> **Части задания**:
[A] Чьим учеником назван доцент В.П.Ветчинкин во фрагменте о ракетной технике?
[B] Перепечатайте из фрагмента о ракетной технике отрывок от слов «Уже вскоре, через» до слов «не будет этого!» включительно.

> **Фрагмент текста**:
———

Уже вскоре, через год-другой, группы инженеров начинают без иронических улыбок интересоваться ракетной техникой. Мысли Константина Эдуардовича будоражат умы, в технических вузах ведутся дискуссии на эту тему, и сам ученик Н.Е.Жуковского — доцент В.П.Ветчинкин — уже грешит. Он проверяет расчеты К.Э.Циолковского. Он кое-что добавляет от себя. Получается интересно, но... идти по пути Циолковского. Нет, нет, это невозможно. Надо что-то изобрести, чтобы отгородиться прочной стеной от Циолковского. Скажут: «Школа Циолковского!» Какой позор — быть школы калужского самоучки! Да не будет этого!

———

> **Исходные данные**:
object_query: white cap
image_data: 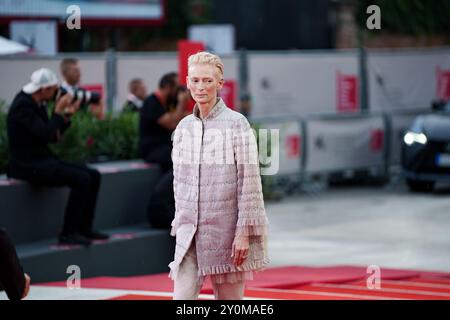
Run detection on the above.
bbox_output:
[22,68,58,94]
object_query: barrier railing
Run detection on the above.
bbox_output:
[250,109,431,192]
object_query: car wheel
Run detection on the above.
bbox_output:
[406,179,434,192]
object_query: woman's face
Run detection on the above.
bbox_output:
[186,64,223,105]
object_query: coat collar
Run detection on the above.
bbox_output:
[192,98,227,121]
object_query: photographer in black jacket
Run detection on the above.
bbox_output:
[0,228,31,300]
[7,68,108,246]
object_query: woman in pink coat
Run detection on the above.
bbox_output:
[169,52,269,300]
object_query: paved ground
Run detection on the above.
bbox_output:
[266,182,450,271]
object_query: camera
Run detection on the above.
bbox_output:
[55,87,101,104]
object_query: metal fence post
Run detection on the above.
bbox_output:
[105,49,117,112]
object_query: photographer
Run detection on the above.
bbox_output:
[60,58,102,118]
[0,228,31,300]
[7,68,108,246]
[139,72,189,228]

———

> **Ответы по пунктам**:
[A] Учеником Н.Е.Жуковского.

[B]
Уже вскоре, через год-другой, группы инженеров начинают без иронических улыбок интересоваться ракетной техникой. Мысли Константина Эдуардовича будоражат умы, в технических вузах ведутся дискуссии на эту тему, и сам ученик Н.Е.Жуковского — доцент В.П.Ветчинкин — уже грешит. Он проверяет расчеты К.Э.Циолковского. Он кое-что добавляет от себя. Получается интересно, но... идти по пути Циолковского. Нет, нет, это невозможно. Надо что-то изобрести, чтобы отгородиться прочной стеной от Циолковского. Скажут: «Школа Циолковского!» Какой позор — быть школы калужского самоучки! Да не будет этого!